-- Material to process follows --
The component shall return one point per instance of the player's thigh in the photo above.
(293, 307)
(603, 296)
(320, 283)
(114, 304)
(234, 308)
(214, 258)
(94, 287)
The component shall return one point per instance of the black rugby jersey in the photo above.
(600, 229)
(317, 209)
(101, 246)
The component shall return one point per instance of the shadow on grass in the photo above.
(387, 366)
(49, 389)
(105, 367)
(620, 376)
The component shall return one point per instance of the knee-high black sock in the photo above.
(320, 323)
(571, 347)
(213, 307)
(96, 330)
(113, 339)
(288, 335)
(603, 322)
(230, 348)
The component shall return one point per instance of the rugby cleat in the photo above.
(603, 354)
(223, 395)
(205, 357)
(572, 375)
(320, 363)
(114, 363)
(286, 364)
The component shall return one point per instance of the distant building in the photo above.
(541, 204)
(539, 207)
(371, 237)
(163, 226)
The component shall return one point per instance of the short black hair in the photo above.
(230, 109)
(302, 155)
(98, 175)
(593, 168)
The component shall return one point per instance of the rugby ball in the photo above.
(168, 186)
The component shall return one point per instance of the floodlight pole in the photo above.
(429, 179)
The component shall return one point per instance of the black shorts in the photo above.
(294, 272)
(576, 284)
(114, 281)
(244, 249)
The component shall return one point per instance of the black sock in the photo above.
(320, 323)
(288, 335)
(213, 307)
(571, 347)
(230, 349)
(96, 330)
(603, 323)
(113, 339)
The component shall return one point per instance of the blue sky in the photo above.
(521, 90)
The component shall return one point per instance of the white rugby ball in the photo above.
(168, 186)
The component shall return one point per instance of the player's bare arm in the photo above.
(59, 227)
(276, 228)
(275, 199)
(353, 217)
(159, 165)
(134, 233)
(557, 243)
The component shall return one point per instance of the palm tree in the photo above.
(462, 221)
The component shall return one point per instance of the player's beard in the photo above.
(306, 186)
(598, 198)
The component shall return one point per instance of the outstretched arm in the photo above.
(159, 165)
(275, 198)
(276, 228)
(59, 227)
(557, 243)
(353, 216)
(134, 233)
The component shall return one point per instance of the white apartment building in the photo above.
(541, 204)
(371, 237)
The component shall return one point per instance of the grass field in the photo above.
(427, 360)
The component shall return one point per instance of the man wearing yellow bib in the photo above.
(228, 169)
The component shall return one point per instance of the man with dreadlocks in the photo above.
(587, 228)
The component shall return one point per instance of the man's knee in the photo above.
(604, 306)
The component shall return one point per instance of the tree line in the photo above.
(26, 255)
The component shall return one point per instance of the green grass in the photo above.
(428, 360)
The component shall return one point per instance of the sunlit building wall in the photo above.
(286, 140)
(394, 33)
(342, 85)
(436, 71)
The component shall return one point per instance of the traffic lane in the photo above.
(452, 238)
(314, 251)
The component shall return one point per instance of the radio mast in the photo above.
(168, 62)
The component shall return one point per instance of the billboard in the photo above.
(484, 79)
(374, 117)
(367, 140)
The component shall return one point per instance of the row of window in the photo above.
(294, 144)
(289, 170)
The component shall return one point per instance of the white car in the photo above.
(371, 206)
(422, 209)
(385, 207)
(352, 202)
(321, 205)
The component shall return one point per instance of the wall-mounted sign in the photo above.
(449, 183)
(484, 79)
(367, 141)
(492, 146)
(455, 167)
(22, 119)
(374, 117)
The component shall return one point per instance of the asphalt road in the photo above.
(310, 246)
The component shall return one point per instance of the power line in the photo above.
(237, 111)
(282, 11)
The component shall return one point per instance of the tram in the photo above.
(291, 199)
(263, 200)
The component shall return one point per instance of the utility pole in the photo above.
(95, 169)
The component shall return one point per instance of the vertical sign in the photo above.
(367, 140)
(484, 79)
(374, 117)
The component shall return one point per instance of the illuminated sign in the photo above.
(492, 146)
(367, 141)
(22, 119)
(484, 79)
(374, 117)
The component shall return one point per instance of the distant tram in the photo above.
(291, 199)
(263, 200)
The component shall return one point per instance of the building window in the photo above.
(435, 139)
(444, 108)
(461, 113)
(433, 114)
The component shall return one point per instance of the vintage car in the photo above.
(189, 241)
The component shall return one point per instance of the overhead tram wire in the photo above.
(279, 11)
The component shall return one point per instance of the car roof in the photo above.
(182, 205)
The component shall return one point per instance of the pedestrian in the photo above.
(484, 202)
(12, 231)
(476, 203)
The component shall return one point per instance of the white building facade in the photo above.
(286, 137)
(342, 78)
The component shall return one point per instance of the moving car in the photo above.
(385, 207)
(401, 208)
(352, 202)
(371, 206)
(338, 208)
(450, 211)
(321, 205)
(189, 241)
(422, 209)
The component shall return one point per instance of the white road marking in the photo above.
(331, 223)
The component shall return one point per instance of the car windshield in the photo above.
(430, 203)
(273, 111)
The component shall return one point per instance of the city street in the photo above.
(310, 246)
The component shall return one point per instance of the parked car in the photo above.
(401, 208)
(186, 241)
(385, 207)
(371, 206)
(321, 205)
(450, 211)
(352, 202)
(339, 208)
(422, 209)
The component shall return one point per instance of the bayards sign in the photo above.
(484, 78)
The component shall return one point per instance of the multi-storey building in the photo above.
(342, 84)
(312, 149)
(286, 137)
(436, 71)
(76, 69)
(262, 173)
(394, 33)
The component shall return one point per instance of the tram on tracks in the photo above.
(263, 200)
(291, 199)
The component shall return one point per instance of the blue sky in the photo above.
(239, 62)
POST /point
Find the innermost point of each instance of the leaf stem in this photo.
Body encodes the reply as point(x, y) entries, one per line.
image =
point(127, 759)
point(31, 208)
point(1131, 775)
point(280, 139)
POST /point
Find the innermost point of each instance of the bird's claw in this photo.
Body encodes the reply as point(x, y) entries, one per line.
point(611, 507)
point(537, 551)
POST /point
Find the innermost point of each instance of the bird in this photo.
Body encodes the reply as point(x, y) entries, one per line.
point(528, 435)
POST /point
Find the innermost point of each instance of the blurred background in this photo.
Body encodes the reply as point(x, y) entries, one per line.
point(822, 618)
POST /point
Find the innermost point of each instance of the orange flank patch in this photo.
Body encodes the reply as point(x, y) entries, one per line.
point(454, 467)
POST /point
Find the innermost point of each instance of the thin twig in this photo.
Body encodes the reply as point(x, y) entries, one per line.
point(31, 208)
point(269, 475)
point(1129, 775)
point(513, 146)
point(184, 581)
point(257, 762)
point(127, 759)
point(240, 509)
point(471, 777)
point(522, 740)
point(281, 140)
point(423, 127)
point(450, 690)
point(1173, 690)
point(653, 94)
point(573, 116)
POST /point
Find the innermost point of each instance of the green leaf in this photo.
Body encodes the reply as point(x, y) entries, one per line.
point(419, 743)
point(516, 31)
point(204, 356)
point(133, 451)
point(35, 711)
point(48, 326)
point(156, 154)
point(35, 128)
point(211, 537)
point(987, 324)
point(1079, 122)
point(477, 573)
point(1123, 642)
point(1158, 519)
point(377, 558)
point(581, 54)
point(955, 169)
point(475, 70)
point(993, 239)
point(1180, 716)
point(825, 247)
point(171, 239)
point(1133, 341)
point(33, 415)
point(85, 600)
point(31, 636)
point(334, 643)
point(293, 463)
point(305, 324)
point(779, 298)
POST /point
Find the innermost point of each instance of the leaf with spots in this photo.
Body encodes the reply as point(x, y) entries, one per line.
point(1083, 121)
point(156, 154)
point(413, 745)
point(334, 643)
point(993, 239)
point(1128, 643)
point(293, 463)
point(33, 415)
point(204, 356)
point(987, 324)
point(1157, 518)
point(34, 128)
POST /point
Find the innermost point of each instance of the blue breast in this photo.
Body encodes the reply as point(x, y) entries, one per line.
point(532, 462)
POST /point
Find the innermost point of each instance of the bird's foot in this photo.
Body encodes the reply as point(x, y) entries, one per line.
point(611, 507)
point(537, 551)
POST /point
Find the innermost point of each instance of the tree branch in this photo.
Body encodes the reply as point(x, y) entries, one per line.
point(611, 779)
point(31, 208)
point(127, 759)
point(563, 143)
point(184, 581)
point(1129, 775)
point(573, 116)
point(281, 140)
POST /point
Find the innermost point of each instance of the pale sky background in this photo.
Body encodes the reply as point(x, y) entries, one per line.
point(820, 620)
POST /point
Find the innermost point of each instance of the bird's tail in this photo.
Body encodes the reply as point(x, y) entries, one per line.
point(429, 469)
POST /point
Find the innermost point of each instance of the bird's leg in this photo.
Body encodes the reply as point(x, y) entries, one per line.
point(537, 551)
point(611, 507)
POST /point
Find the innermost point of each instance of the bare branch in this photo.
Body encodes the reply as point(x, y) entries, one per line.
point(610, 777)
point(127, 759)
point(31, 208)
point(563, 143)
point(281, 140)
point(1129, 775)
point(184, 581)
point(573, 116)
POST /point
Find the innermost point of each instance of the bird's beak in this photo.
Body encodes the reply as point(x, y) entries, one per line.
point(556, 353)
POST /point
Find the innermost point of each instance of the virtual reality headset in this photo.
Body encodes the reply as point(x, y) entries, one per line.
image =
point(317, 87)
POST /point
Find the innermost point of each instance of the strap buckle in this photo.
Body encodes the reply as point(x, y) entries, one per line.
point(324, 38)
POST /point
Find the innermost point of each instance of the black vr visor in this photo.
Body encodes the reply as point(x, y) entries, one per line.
-- Material to process concluded --
What is expected: Search the entries for "background" and show every line that has it.

Answer to the problem:
Find the innermost point of each instance of the blurred background in this photo.
Find the innermost point of each instance of the pale sky background in this photo.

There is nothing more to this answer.